### DATA FOR THIS TASK
********

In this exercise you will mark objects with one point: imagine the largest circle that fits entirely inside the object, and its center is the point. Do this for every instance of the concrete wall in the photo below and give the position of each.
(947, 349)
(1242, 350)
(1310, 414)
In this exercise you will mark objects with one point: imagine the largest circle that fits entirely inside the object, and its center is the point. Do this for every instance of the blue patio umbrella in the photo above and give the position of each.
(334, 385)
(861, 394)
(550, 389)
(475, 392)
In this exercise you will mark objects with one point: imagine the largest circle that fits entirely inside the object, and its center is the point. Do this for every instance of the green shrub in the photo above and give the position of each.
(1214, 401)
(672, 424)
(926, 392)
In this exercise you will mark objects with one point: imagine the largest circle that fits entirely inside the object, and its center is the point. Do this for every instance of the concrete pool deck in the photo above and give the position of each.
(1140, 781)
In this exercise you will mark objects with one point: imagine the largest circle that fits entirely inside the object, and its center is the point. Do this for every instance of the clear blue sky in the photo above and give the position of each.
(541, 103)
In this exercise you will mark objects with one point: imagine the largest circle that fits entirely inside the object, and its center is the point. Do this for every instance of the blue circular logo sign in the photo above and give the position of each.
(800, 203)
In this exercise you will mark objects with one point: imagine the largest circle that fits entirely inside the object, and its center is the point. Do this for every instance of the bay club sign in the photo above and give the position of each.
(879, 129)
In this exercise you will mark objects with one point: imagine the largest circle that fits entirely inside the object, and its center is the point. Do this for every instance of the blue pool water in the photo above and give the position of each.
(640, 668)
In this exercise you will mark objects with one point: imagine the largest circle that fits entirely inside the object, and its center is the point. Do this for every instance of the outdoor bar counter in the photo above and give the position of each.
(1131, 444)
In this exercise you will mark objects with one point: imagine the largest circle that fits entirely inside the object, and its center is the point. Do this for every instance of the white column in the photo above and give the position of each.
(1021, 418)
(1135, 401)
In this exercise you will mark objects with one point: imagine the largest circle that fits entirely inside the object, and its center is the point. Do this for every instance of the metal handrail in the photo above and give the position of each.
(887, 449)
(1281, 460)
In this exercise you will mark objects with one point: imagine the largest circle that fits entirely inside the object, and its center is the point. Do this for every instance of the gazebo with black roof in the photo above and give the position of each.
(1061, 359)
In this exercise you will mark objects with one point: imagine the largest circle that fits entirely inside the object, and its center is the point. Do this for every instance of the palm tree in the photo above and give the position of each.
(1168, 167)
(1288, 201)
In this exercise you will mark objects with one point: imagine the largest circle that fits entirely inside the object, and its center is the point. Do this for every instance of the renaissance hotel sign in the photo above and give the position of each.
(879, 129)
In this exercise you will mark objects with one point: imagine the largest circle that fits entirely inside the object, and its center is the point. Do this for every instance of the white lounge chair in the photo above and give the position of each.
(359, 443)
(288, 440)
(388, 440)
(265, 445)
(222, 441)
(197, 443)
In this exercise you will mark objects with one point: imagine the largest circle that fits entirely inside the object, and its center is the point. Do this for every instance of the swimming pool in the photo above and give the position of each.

********

### TASK BRIEF
Set out the lines of the material from the one containing "of the gazebo" through the end of the material, both included, as a Markdown table with the columns Row and Line. Number each row and leave out any blank lines.

### ANSWER TO THE EXERCISE
| Row | Line |
|---|---|
| 1 | In this exercise you will mark objects with one point: imagine the largest circle that fits entirely inside the object, and its center is the point. Do this for every instance of the gazebo with black roof in the photo above and give the position of each. |
| 2 | (1061, 359) |
| 3 | In this exercise you will mark objects with one point: imagine the largest circle that fits entirely inside the object, and its center is the point. Do this for every instance of the palm tree in the photo above and give the position of each. |
| 4 | (1168, 167) |
| 5 | (1288, 201) |
| 6 | In this exercise you will mark objects with one point: imagine the largest circle that fits entirely inside the object, and its center is the point. Do this for every instance of the renaissance hotel sign in the photo above and give the position of each. |
| 7 | (879, 129) |
| 8 | In this exercise you will mark objects with one point: imagine the largest circle that fits entirely inside the object, and its center is the point. Do this for every instance of the white lounge chair in the photo above and give the position of each. |
| 9 | (359, 443) |
| 10 | (288, 440) |
| 11 | (388, 440) |
| 12 | (265, 445) |
| 13 | (222, 441) |
| 14 | (197, 443) |
| 15 | In this exercise you will mark objects with one point: imagine the largest circle that fits entirely inside the object, and its center is the point. Do this for every instance of the swimming pool in the photo above and give the position of each. |